*TESTO DELLA PAGINA:*
********************
Si tratta di un obiettivo sacrosanto; in Italia sono, infatti, attivi oltre 5.000 CED (tra amministrazioni centrali ed enti locali), ciascuno dei quali necessita di rilevanti costi fissi di gestione. Risultato: in un periodo in cui le forze politiche sono alla ricerca di tagli di spesa, si annidano sprechi enormi per la gestione di banche dati, sistemi informativi e siti web della pubblica amministrazione.

In questo quadro, dunque, la drastica riduzione (elegantemente definita nel Decreto “razionalizzazione”) dei CED appare essere un obiettivo ormai non procrastinabile, con molteplici benefici. In primis, come già evidenziato, il conseguimento di economie di scala, che potrebbero impattare sulle casse dello Stato per oltre 3 miliardi di Euro di minori costi di esercizio. Ancora più rilevante sarebbe però l’impatto in termini di efficacia: l’affermazione di un’architettura cloud – logica conseguenza del percorso di razionalizzazione – indurrebbe, infatti, un processo di standardizzazione dei servizi offerti all’utenza: contribuendo così in modo determinante all’ottenimento di risultati che con la logica del riuso non si è ancora riusciti ad ottenere. Non da trascurare sarebbe, infine, la spinta propulsiva offerta al mercato italiano dell’ICT: in questo momento del tutto asfittico, riceverebbe un impulso – in termini di crescita di fatturato – di qualche centinaia di milioni di Euro derivanti dall’acquisto dell’hardware e software necessari ai nuovi CED.
********************
*OBIETTIVO:* Prosegui il testo sulla razionalizzazione dei CED pubblici a partire dalla sua ultima frase. Le righe di dati non hanno alcun rapporto con il testo sulla razionalizzazione dei CED pubblici.

*RIGHE DI DATI:*
********************
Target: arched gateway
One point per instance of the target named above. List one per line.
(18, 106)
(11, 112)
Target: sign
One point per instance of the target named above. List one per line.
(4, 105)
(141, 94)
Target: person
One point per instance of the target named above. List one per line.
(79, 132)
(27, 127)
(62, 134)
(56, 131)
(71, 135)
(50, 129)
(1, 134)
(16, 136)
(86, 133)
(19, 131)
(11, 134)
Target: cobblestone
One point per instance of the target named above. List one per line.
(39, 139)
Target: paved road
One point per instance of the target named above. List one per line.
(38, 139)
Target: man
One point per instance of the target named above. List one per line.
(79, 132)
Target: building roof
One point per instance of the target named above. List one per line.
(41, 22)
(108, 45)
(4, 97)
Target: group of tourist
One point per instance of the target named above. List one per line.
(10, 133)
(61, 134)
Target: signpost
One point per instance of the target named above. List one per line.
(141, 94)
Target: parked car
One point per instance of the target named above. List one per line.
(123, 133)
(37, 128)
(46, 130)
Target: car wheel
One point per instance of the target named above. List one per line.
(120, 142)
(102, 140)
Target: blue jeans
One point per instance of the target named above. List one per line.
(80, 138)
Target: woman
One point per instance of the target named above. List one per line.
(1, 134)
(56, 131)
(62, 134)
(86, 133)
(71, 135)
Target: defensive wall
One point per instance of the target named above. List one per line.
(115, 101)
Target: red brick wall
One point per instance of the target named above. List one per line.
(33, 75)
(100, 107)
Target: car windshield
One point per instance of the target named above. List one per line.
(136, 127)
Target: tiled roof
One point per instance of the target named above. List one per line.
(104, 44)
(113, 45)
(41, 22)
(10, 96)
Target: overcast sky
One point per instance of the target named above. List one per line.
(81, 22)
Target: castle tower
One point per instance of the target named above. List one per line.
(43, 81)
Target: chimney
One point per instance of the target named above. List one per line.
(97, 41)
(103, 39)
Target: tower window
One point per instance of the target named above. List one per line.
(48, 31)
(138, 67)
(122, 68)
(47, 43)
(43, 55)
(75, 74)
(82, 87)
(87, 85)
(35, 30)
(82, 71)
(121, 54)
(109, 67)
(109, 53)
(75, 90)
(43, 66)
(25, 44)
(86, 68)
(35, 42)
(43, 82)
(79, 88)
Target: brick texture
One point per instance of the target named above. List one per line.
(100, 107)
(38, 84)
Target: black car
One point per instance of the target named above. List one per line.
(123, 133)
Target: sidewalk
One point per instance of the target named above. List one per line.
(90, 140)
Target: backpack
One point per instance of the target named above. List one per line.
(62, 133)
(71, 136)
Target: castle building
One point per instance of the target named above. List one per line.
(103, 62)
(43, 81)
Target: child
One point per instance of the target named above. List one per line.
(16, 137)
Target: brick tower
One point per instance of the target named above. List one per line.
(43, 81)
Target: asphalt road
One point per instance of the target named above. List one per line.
********************
*ESITO DEL COMPITO:*
Siamo dunque a cavallo? Nient’affatto; il Decreto del Fare prevede, da un lato, un cronoprogramma che suona come il libro dei sogni (censimento dei CED entro il 30 settembre e piano di razionalizzazione entro fine anno) ma soprattutto non tiene conto di due componenti fondamentali, che agiranno come deterrenti molto significativi al raggiungimento dell’obiettivo. Manca nei fatti nel Paese un sistema di banda larga, ovvero l’infrastruttura primaria abilitante l’affermazione di quella logica cloud, che permette di scaricare a terra larga parte dei benefici conseguenti ad un percorso di razionalizzazione dei CED. Non si tiene conto, in secondo luogo, del fatto che in Italia il controllo dell’informazione è spesso sinonimo per il singolo ente di potere: mi aspetto, pertanto, enormi resistenze da parte dei dirigenti della PA.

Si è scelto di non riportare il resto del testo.